>> Begin RECORDED DATA
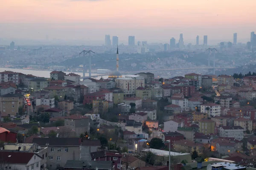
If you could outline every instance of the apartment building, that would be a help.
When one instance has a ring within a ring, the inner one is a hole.
[[[244,131],[253,130],[253,121],[244,118],[240,118],[234,120],[234,126],[240,126],[244,128]]]
[[[78,114],[70,115],[65,117],[65,126],[76,131],[76,136],[84,134],[87,132],[90,133],[90,117]]]
[[[3,82],[12,82],[19,85],[19,73],[10,71],[0,72],[0,83]]]
[[[115,79],[116,87],[124,91],[125,95],[136,95],[136,90],[139,87],[145,87],[144,77],[137,75],[127,75]]]
[[[232,97],[228,96],[220,96],[214,97],[215,103],[218,103],[221,107],[231,108],[232,107]]]
[[[67,160],[78,160],[80,156],[80,138],[35,138],[33,143],[47,147],[47,167],[50,170],[63,167]]]
[[[74,73],[71,73],[68,74],[64,76],[64,79],[65,80],[69,80],[75,82],[75,85],[80,85],[81,76],[78,74],[75,74]]]
[[[41,91],[49,86],[49,82],[44,78],[35,78],[29,81],[28,88],[32,91]]]
[[[220,137],[234,138],[241,141],[244,139],[244,128],[240,126],[223,126],[218,128],[218,134]]]
[[[199,131],[205,135],[211,133],[217,133],[215,128],[215,122],[209,119],[203,119],[199,120]]]
[[[215,103],[209,103],[201,105],[201,113],[206,113],[208,117],[214,117],[221,115],[221,105]]]
[[[16,116],[18,113],[19,107],[22,106],[23,99],[23,95],[20,94],[6,94],[0,96],[1,112]]]
[[[220,85],[229,85],[230,87],[234,86],[234,78],[231,76],[221,75],[218,76],[218,83]]]
[[[65,87],[58,86],[49,86],[44,88],[45,91],[49,92],[49,97],[53,98],[57,96],[60,100],[64,100],[67,92],[67,88]]]
[[[53,71],[50,73],[50,77],[52,80],[64,80],[66,73],[61,71]]]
>> End RECORDED DATA
# WRITTEN INSTRUCTION
Rewrite the listing as a Markdown table with the columns "Row" and "Listing line," putting each line in its own row with its row number and leaving out blank lines. Omit the pictures from the table.

# RESULT FOR THIS TASK
| Row | Listing line |
|---|---|
| 1 | If you could outline every instance of the apartment building, that would be a help. |
| 2 | When one instance has a ring within a ring, the inner one is a hole. |
| 3 | [[[244,131],[253,130],[253,121],[244,118],[240,118],[234,120],[234,126],[240,126],[244,128]]] |
| 4 | [[[78,114],[70,115],[65,117],[65,126],[76,131],[76,136],[84,134],[87,132],[90,133],[90,117]]] |
| 5 | [[[3,82],[12,82],[19,85],[19,73],[10,71],[0,72],[0,83]]] |
| 6 | [[[115,79],[116,87],[124,91],[125,95],[136,95],[136,90],[139,87],[145,87],[144,77],[137,75],[127,75]]] |
| 7 | [[[232,97],[228,96],[220,96],[214,97],[215,103],[218,103],[221,107],[231,108],[232,107]]] |
| 8 | [[[67,160],[78,160],[80,156],[80,138],[35,138],[33,143],[47,147],[47,167],[50,170],[63,167]]] |
| 9 | [[[74,73],[71,73],[68,74],[64,76],[64,79],[65,80],[69,80],[75,82],[75,85],[80,85],[81,76],[78,74],[75,74]]] |
| 10 | [[[41,91],[49,86],[49,82],[44,78],[35,78],[29,81],[28,88],[32,91]]] |
| 11 | [[[220,137],[234,138],[241,141],[244,139],[244,128],[240,126],[223,126],[218,128],[218,134]]] |
| 12 | [[[199,131],[205,135],[211,133],[217,133],[215,128],[215,122],[209,119],[203,119],[199,120]]] |
| 13 | [[[215,103],[209,103],[201,105],[201,113],[206,113],[208,117],[214,117],[221,115],[221,105]]] |
| 14 | [[[16,116],[18,113],[19,107],[22,106],[23,99],[23,95],[20,94],[6,94],[0,96],[1,112]]] |
| 15 | [[[220,85],[229,85],[230,87],[234,86],[234,78],[231,76],[221,75],[218,76],[218,83]]] |
| 16 | [[[65,87],[58,86],[49,86],[44,88],[45,91],[49,92],[49,97],[53,98],[57,96],[60,100],[64,100],[67,92],[67,88]]] |
| 17 | [[[53,71],[50,73],[50,77],[52,80],[64,80],[66,73],[61,71]]] |